— Exercise directions —
Write out exactly, with no other output, the lines below from the one that contains "Task: indicate one point on every instance of the deck" through the end.

— Entries —
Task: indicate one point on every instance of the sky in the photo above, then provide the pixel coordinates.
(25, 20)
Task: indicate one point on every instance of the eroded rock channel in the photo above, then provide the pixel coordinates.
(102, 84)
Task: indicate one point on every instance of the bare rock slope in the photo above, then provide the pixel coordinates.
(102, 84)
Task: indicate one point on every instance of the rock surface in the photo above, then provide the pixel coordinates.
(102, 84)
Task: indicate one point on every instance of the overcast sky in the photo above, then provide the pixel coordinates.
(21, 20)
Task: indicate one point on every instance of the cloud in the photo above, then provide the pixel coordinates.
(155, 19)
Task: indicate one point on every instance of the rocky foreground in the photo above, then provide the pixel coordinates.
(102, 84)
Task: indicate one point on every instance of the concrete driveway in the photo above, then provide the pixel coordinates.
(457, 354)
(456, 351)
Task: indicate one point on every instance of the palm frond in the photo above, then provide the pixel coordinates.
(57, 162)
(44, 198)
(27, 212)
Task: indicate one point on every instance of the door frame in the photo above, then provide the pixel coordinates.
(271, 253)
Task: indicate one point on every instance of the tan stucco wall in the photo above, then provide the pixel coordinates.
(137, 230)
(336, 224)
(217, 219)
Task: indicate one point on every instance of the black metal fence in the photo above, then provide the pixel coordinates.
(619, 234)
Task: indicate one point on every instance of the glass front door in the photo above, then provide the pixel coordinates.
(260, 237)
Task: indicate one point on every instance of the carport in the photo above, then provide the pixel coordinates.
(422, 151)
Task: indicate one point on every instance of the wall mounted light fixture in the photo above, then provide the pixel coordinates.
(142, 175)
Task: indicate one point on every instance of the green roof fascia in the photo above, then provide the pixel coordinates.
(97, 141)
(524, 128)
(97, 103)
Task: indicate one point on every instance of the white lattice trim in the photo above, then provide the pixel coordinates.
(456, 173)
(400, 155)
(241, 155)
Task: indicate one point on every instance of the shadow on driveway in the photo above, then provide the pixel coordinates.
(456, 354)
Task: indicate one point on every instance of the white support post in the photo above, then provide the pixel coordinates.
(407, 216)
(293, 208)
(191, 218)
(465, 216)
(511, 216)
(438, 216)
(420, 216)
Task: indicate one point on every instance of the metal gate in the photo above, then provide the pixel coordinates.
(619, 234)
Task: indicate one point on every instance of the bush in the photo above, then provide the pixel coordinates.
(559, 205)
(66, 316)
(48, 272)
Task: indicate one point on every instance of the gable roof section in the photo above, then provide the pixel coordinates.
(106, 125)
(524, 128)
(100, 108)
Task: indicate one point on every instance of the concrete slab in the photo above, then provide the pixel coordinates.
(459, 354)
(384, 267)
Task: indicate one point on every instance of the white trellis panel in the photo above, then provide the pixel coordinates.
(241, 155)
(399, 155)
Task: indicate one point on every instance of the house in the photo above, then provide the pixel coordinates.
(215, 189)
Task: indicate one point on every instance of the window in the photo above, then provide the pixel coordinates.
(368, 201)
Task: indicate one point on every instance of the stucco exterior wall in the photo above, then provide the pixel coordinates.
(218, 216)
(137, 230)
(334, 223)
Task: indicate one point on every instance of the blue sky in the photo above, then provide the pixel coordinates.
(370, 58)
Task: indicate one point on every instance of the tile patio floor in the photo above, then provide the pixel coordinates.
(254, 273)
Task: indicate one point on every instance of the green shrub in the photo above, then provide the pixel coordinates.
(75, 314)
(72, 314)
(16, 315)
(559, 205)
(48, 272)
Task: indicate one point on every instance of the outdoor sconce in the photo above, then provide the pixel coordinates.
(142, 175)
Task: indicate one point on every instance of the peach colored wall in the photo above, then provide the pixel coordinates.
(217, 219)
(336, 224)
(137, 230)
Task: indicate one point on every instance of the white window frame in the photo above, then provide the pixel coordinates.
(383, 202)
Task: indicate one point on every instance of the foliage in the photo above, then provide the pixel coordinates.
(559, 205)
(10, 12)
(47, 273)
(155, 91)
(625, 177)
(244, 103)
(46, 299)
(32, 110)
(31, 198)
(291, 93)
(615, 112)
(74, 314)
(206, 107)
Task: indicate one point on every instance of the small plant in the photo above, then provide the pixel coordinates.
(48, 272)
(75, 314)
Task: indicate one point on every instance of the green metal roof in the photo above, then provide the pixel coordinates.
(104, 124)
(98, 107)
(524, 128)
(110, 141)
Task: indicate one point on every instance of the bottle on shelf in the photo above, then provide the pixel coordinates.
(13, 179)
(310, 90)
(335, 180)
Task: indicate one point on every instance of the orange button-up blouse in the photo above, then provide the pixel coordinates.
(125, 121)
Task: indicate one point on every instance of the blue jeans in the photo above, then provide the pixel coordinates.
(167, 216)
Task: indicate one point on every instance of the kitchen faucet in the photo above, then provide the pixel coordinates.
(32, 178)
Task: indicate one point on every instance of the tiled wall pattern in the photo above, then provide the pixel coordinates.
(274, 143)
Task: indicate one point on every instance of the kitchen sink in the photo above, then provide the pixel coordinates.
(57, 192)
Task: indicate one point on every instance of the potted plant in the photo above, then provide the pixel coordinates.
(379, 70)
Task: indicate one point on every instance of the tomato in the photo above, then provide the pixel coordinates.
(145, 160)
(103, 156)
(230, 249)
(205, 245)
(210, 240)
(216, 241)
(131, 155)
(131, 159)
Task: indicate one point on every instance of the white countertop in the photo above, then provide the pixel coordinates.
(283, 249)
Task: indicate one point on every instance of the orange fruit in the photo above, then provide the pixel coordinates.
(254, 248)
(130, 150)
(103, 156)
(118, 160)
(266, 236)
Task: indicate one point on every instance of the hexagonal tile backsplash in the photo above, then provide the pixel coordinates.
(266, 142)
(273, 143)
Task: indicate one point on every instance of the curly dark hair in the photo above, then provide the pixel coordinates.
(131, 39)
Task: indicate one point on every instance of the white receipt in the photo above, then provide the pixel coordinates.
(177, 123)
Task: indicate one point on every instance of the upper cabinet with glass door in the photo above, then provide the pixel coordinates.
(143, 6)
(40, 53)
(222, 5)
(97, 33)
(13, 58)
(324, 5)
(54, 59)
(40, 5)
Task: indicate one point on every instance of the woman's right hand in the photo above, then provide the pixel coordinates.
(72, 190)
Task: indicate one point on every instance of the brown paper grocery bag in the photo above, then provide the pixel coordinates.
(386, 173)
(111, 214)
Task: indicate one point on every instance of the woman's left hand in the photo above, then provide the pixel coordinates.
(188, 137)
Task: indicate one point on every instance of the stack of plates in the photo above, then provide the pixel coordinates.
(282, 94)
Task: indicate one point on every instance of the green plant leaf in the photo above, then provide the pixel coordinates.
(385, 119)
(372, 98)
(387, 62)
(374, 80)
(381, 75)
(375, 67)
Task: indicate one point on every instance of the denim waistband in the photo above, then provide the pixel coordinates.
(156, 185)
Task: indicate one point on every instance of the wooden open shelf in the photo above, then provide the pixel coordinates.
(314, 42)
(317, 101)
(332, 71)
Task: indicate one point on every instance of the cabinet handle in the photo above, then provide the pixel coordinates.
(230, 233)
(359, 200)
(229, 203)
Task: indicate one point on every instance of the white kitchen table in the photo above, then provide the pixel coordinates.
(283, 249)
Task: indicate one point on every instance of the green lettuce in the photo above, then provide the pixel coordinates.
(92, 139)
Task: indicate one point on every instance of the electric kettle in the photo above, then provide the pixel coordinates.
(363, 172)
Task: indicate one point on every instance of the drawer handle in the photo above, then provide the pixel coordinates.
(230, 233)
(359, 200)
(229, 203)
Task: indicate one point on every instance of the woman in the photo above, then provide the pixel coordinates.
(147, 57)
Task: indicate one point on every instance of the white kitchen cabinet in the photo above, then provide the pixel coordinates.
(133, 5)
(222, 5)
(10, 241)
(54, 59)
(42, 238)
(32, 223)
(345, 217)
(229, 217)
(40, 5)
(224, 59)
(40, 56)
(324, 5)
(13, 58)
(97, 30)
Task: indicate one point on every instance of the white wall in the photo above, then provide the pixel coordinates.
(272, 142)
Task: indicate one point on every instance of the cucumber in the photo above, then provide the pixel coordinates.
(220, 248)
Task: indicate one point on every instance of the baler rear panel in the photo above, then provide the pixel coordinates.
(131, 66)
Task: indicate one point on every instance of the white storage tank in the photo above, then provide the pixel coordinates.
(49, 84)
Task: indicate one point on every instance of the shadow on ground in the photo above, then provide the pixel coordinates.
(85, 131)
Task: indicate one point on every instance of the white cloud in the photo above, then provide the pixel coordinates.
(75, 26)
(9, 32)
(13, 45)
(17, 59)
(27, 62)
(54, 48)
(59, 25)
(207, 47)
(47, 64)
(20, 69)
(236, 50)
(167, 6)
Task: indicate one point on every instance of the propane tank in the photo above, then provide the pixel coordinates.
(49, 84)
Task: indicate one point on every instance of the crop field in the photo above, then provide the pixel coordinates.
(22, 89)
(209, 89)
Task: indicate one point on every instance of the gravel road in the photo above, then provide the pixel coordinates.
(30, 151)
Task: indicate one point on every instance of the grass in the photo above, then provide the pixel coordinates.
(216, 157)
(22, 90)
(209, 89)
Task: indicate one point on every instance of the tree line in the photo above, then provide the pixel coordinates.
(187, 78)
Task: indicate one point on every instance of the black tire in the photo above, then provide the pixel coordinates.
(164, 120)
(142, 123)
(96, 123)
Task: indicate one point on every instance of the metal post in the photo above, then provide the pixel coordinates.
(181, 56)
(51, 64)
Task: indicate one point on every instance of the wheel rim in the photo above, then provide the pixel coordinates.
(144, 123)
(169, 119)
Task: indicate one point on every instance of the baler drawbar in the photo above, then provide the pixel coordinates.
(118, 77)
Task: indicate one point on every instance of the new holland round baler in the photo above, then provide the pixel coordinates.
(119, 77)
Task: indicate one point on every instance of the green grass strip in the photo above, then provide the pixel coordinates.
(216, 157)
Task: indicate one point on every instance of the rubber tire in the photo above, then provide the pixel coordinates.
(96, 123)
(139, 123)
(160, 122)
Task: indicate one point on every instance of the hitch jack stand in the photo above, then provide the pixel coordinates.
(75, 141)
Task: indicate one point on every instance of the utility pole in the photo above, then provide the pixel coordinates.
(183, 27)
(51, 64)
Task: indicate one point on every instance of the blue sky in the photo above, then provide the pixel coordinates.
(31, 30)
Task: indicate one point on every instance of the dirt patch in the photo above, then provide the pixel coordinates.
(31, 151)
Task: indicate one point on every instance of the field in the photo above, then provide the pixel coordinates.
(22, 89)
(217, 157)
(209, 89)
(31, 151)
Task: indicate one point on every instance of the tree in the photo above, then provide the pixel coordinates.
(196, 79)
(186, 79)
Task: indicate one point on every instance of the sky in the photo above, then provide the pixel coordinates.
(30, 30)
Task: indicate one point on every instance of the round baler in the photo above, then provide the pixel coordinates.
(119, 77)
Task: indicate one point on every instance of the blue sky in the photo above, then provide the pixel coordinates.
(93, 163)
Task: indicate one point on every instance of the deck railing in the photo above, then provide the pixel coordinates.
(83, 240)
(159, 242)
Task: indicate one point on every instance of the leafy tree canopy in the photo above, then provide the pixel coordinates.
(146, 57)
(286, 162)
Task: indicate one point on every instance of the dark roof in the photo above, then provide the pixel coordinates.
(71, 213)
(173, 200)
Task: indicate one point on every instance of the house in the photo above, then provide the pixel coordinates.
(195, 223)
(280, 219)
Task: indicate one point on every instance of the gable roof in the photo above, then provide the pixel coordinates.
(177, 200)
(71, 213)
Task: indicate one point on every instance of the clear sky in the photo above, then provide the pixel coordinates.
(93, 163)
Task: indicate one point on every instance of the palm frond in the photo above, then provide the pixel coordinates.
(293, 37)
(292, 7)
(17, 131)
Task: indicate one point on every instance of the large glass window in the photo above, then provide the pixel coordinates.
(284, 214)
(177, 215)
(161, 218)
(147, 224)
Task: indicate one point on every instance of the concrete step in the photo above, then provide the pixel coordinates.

— Result of this exercise —
Task: indicate one point on every instance of the deck railing in the photo above, then provide the pixel coordinates.
(83, 240)
(159, 242)
Task: indicate one point on every instance of the leafy tree canopy in the photo above, then provide the pixel coordinates.
(146, 57)
(286, 162)
Task: indicate one point on every instance of the dark roof in the photo above, then provide the pixel coordinates.
(71, 213)
(173, 200)
Task: indicate one point on every instance of the house in the photo above, then provide the pixel coordinates.
(195, 223)
(280, 219)
Task: indicate one point on every instance of the gable roof in the photo above, then provide the pixel coordinates.
(177, 200)
(71, 213)
Task: indicate one point on every instance of the clear sky in the photo above, then provide the pixel coordinates.
(93, 163)
Task: indicate one point on every instance of the palm frond in the photo above, then provide the pixel coordinates.
(293, 37)
(292, 7)
(17, 131)
Task: indicate one point on every instance of the large glass window in the photo above, then provide the pixel coordinates.
(284, 214)
(177, 215)
(161, 218)
(147, 224)
Task: indicate one point on every instance of the concrete step in the photo above, then provide the pixel coordinates.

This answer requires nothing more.